Le bilan de la quarantaine


Article / mardi, août 16th, 2022

J’ai eu 40 ans il y a deux jours. Et oui 40 ans révolus. Je suis heureuse d’y être parvenue, ce n’était absolument pas ce que prédisaient les médecins à ma naissance. Pour eux, je suis en sursis depuis bien longtemps ! Nombre de mes amis ayant des maladies graves similaires à la mienne sont déjà partis bien plus jeunes.

Ceci dit, je les sens passer ces 40 années d’existence. Ma santé évidemment ne va pas dans le bon sens. Ma maladie me crée toujours davantage de douleurs et de fatigue.

Ensuite, la dépendance me pèse de plus en plus. Je pense que mon cerveau commence à trouver toutes ces années longues et mon sac de frustrations et de souffrances physiques comme psychologiques déborde. Je comprends mieux quand on dit que tôt ou tard la mort finit par être souhaitée. Je ne pense pas que je sois au milieu de ma vie, mais plus aux trois quarts. Après, qui sait ?

........

> **ÉTAPES DE L'EXERCICE**:
• a. D'après l'article, quels maux la maladie provoque-t-elle toujours davantage ?
• b. Recopiez fidèlement le passage de l'article qui commence à « Ensuite, la dépendance » et se termine à « Après, qui sait ? ».
Les entrées qui figurent ci-après n'ont aucun lien avec l'article.

(Descriptions de zones en langage naturel)
........

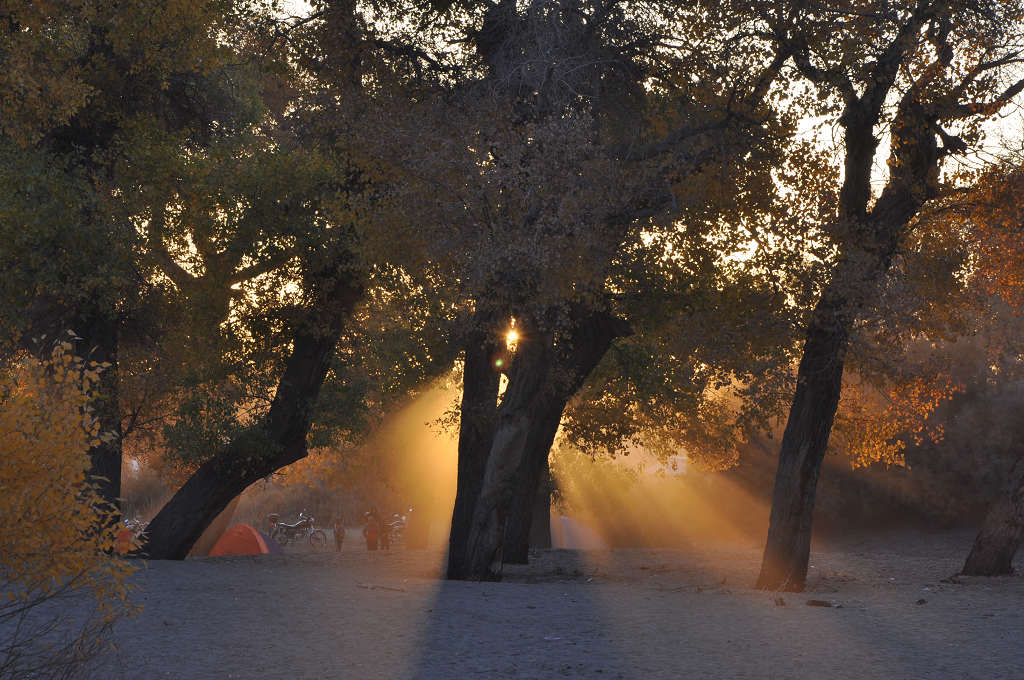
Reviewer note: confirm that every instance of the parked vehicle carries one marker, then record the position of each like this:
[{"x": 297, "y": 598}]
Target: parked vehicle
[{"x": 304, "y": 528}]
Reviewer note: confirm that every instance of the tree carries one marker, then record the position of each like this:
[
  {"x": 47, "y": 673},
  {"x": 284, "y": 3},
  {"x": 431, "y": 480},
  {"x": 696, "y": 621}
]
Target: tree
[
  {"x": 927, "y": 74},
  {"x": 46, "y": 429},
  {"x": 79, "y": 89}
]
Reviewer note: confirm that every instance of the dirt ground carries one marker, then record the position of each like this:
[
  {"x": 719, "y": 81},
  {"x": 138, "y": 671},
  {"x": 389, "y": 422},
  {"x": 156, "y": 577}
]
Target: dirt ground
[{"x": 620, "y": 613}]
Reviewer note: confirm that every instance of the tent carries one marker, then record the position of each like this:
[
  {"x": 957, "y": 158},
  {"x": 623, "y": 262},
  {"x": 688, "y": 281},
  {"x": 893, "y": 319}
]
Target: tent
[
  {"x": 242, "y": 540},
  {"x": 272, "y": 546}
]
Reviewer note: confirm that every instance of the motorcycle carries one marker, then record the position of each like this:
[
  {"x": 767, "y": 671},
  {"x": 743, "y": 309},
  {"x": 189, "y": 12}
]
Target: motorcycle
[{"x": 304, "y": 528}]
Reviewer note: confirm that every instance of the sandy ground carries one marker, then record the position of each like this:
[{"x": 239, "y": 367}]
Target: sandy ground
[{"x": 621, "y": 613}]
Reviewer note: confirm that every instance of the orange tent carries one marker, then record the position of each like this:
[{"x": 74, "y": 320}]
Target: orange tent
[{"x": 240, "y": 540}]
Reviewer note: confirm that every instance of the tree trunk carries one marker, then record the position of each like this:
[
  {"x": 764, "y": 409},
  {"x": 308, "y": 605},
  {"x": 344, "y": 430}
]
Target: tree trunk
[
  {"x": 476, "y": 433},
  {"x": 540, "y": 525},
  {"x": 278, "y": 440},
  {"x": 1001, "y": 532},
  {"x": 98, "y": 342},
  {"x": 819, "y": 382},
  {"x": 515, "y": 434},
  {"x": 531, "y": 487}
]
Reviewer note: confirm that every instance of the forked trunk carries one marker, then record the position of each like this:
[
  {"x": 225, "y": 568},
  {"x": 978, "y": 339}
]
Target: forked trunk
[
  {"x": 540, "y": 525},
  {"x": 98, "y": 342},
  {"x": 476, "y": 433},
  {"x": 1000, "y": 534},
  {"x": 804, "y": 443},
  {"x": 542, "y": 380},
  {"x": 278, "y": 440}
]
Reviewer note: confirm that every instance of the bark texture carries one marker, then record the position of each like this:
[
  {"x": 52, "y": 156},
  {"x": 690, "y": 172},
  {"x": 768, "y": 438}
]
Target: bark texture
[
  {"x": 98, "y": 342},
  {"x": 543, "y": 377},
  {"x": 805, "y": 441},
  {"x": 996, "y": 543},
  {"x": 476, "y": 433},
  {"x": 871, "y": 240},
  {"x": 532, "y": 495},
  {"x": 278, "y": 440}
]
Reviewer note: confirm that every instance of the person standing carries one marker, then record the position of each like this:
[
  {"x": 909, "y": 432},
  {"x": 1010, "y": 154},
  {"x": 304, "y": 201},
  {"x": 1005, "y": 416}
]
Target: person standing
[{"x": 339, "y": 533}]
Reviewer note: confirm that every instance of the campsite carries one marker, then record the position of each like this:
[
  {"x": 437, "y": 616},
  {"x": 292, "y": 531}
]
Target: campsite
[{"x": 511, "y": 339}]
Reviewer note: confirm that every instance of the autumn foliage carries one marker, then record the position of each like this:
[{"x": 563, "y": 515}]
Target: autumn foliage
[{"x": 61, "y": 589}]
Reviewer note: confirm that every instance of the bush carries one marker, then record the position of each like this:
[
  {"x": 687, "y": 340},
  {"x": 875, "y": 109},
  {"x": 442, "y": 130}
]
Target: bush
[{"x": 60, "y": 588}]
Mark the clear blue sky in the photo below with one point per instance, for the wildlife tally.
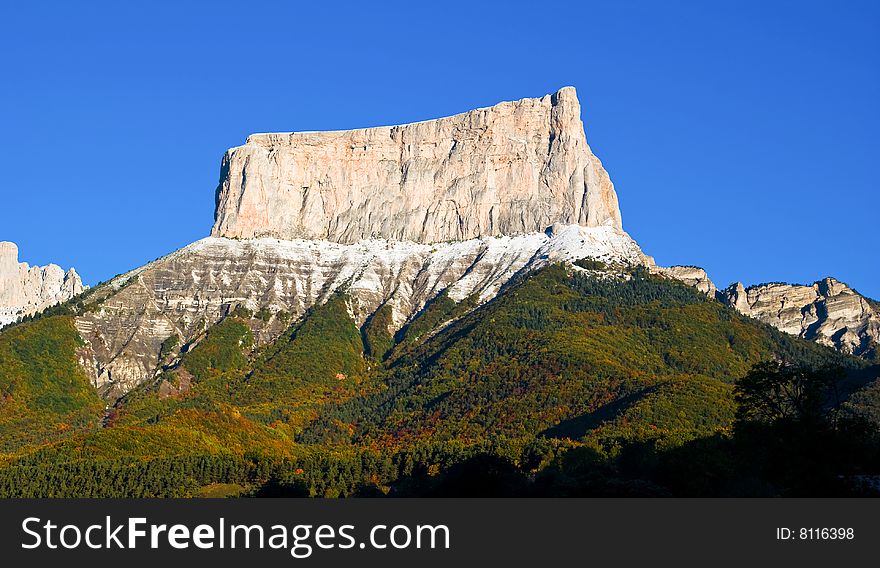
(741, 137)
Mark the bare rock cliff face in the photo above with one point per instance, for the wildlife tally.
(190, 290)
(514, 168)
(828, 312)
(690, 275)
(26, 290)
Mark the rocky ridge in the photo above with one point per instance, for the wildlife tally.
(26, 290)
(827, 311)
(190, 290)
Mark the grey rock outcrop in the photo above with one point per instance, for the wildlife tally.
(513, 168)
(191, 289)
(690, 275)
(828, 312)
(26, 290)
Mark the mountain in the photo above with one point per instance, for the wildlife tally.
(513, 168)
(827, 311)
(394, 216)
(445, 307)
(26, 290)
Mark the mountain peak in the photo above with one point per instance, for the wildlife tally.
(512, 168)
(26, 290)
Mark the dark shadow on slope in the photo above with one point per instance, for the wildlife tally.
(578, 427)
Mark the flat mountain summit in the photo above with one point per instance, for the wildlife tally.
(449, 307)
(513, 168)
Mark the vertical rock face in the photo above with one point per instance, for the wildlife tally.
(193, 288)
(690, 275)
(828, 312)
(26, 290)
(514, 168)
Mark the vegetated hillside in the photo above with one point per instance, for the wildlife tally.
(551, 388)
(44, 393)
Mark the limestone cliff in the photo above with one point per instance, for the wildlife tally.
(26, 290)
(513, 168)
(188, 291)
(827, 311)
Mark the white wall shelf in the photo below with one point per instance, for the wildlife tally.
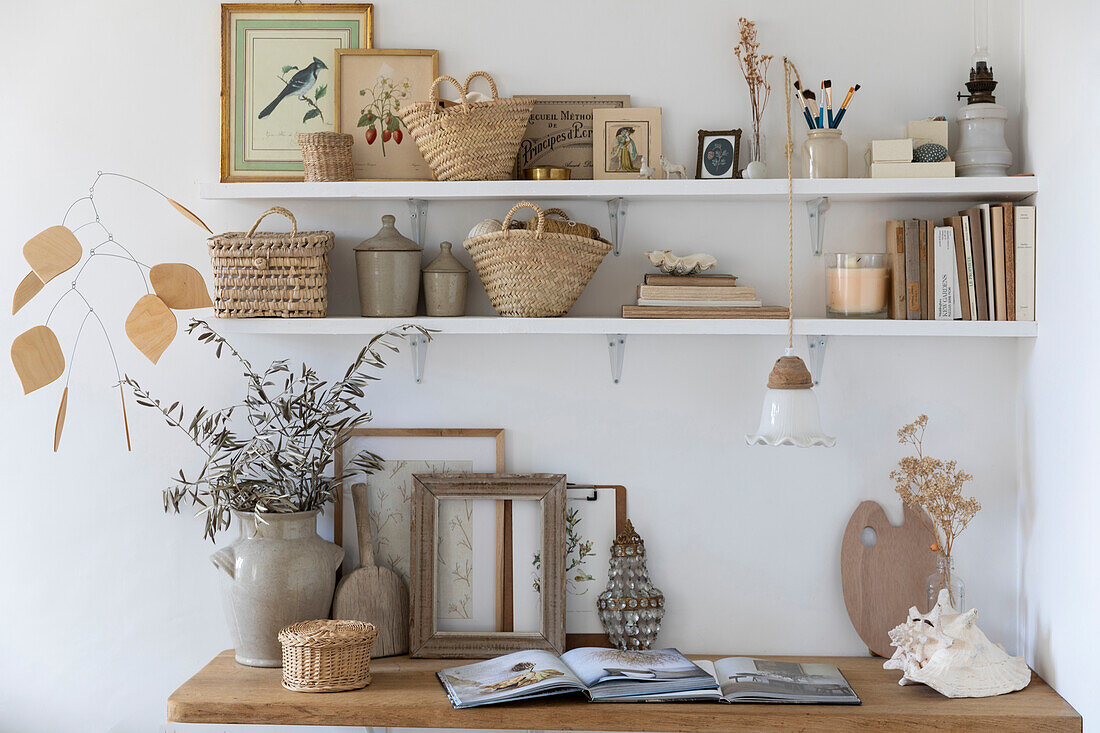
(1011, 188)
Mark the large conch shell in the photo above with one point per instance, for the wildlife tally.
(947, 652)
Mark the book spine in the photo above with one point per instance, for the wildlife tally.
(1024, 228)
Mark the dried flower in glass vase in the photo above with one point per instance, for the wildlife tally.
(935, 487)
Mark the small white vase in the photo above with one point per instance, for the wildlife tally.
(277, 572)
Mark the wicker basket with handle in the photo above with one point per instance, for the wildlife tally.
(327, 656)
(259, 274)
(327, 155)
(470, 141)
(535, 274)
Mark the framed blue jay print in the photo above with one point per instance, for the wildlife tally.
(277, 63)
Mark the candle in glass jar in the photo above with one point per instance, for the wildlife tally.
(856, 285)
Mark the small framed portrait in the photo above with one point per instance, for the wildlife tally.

........

> **RÉPONSES DANS L'ORDRE**:
• a. Elle provoque toujours davantage de douleurs et de fatigue.

• b.
Ensuite, la dépendance me pèse de plus en plus. Je pense que mon cerveau commence à trouver toutes ces années longues et mon sac de frustrations et de souffrances physiques comme psychologiques déborde. Je comprends mieux quand on dit que tôt ou tard la mort finit par être souhaitée. Je ne pense pas que je sois au milieu de ma vie, mais plus aux trois quarts. Après, qui sait ?